- **Records to process**:
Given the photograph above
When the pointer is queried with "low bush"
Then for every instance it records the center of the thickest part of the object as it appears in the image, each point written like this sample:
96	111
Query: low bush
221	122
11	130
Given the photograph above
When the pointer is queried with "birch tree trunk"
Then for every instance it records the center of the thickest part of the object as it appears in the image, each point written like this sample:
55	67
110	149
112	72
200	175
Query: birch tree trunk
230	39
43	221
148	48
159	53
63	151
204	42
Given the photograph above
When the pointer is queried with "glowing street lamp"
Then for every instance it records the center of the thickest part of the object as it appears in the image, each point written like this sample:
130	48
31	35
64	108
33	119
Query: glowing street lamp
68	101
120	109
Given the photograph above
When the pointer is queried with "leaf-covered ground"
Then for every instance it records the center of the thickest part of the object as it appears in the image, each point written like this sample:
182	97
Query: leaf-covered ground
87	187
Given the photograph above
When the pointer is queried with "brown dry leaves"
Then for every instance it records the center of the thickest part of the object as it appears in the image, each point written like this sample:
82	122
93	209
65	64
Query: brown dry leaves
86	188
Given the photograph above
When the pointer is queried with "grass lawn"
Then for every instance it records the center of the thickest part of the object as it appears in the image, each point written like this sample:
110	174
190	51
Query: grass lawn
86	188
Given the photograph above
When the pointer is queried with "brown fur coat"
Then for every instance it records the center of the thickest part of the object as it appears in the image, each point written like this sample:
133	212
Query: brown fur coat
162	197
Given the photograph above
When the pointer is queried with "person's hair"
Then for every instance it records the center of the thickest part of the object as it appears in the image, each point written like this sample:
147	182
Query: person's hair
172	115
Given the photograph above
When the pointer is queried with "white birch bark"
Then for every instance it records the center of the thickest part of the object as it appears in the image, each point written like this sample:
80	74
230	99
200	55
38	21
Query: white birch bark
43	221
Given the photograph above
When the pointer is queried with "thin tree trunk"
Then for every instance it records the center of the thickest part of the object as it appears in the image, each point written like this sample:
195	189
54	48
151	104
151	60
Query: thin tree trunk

- **What is expected**:
Transcribe the full listing exactly, omitting nothing.

- **Finished exercise**:
Given the photograph above
When the pointer is queried with "low bush"
Then for every instance it records the center of the thickest part of the object as it appears in the image, each point written like this sample:
96	111
Query: low bush
221	122
11	130
Given the photograph above
When the pointer is queried with "birch tree trunk"
Then for every instance it records the center of the thickest part of the object as it appears in the image, each point written like this sample:
55	67
110	149
112	72
200	175
Query: birch tree trunk
230	39
43	221
148	48
159	53
63	151
204	42
Given the photograph above
When the pointer is queried with "glowing street lamp"
Then for every instance it records the center of the thickest part of the object as it appears in the image, each point written like this sample:
130	48
31	35
64	108
33	119
Query: glowing street lamp
68	101
120	109
Given the photograph above
When the pointer is queried with "leaf-covered ground"
Then for every instance it records the center of the thickest part of the object as it appears in the image, each point written like this sample:
182	97
Query: leaf-covered ground
87	187
Given the photograph above
When the pointer is queried with "brown dry leaves"
Then for every instance it records the center of the thickest part of the object as it appears in the image, each point written like this sample:
82	122
93	209
65	64
Query: brown dry leaves
86	188
Given the photograph above
When the pointer is queried with "grass lawn"
Then for every instance it records the center of the thickest part of the object as it appears in the image, each point written like this sample:
110	174
190	51
Query: grass lawn
86	188
Given the photograph above
When the pointer is queried with "brown fur coat"
Then for every instance it records the center of the thickest part of the object as it appears in the image, each point written like this sample:
133	212
Query: brown fur coat
162	197
Given the photograph above
When the pointer is queried with "person's hair"
Then for every instance it records the center of the thickest part of the object as it appears in the image, each point written like this sample:
147	182
Query: person's hair
172	115
Given the photograph above
When the pointer is queried with "white birch bark"
Then for every instance it records the center of the thickest part of the object as it appears in the image, each point written like this sample:
80	74
230	99
200	55
38	21
Query: white birch bark
43	221
Given the photograph above
When the pointer is queried with "thin tree trunk"
Then for every instance it records the center of the thickest part of the object as it appears in the image, each point written like this sample:
195	189
54	48
151	104
151	60
Query: thin tree trunk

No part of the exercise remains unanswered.